-- Отрывок из источника --
╭──

В декабре 2011 года партия «Единая Россия» вела свою избирательную кампанию под лозунгом «Выбери Петербург», а плакаты с предложениями «европейского» уровня обслуживания в новых единых центрах документов соседствовали с рекламной кампанией, призывавшей горожан научиться говорить «как петербуржцы» – то есть грамматически правильно, без жаргона и бранных слов[83].

* * *

Заглянуть в глубь города невозможно не опираясь на большие запасы «местного знания». О послереволюционном Питере написано куда меньше, чем о жизни города до 1917 года (не тысячи, а всего десятки исследований). В книгах по общей истории города недавнее прошлое представлено как некое послесловие[84]. Но эта книга не была бы написана без трудов таких историков, социологов и антропологов, как Александр Кобак, Сергей Яров, Екатерина Герасимова, Илья Утехин, Олег Паченков, Юлия Обертрайс, Блэр Рубл, Финн Сиверт Нильсен и Александр Ваксер[85]. Полезными оказались и более непритязательные экскурсы в местную историю, в частности, содержательные и живые книги о повседневной жизни города Н. Лебиной[86].

╰──

-- Набор заданий --
**A)** Повторите дословно часть отрывка из источника, начиная со слов «В декабре 2011» и продолжая до слов «и бранных слов[83].».
**B)** Под каким лозунгом, согласно отрывку из источника, партия «Единая Россия» вела избирательную кампанию в декабре 2011 года?
Следующие строки взяты из другого источника.

-- Содержимое набора данных --
╭──

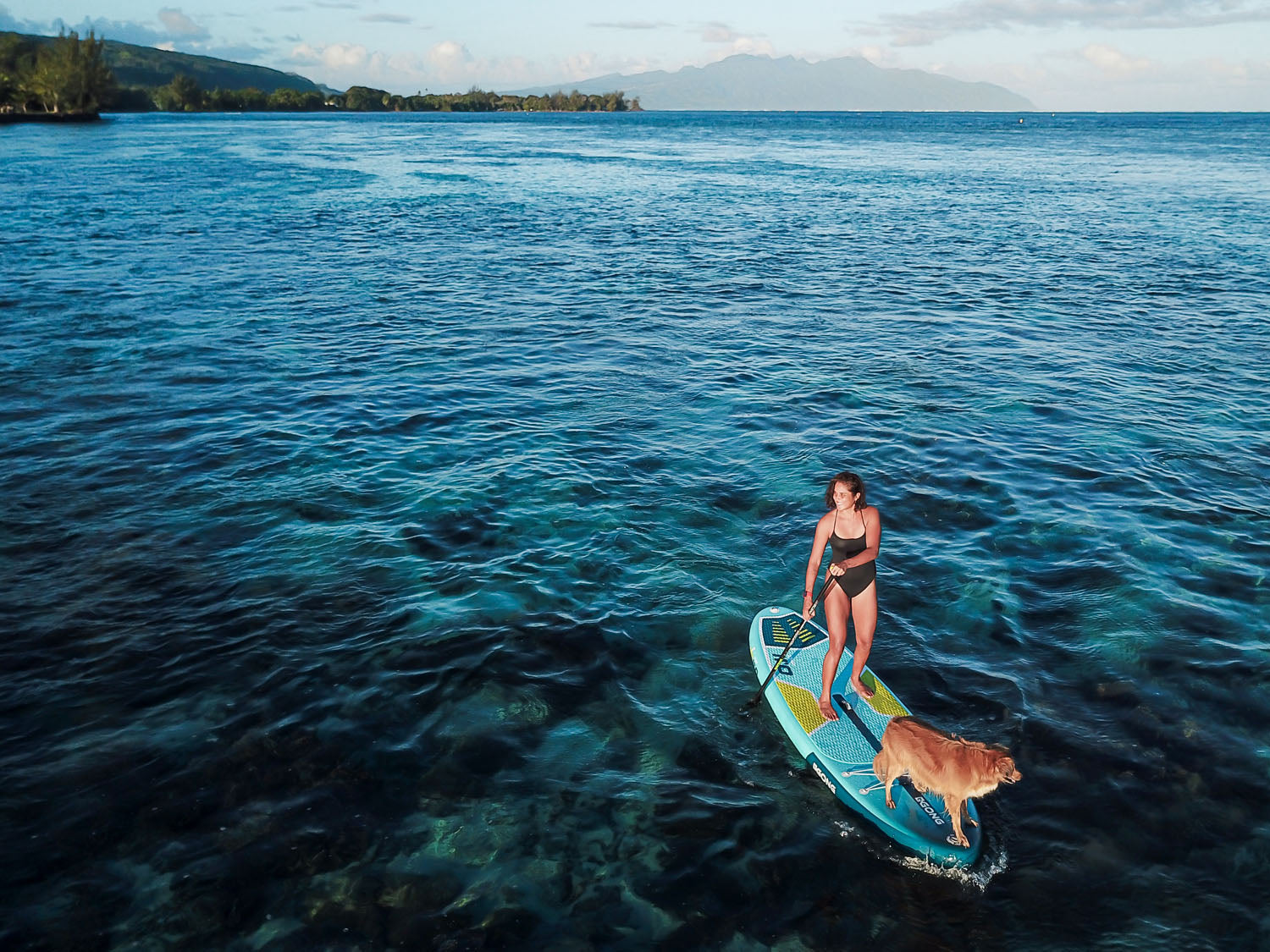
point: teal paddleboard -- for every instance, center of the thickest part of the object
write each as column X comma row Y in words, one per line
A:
column 841, row 751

╰──

-- Ответы к заданиям --
**A)**
В декабре 2011 года партия «Единая Россия» вела свою избирательную кампанию под лозунгом «Выбери Петербург», а плакаты с предложениями «европейского» уровня обслуживания в новых единых центрах документов соседствовали с рекламной кампанией, призывавшей горожан научиться говорить «как петербуржцы» – то есть грамматически правильно, без жаргона и бранных слов[83].

**B)** Под лозунгом «Выбери Петербург».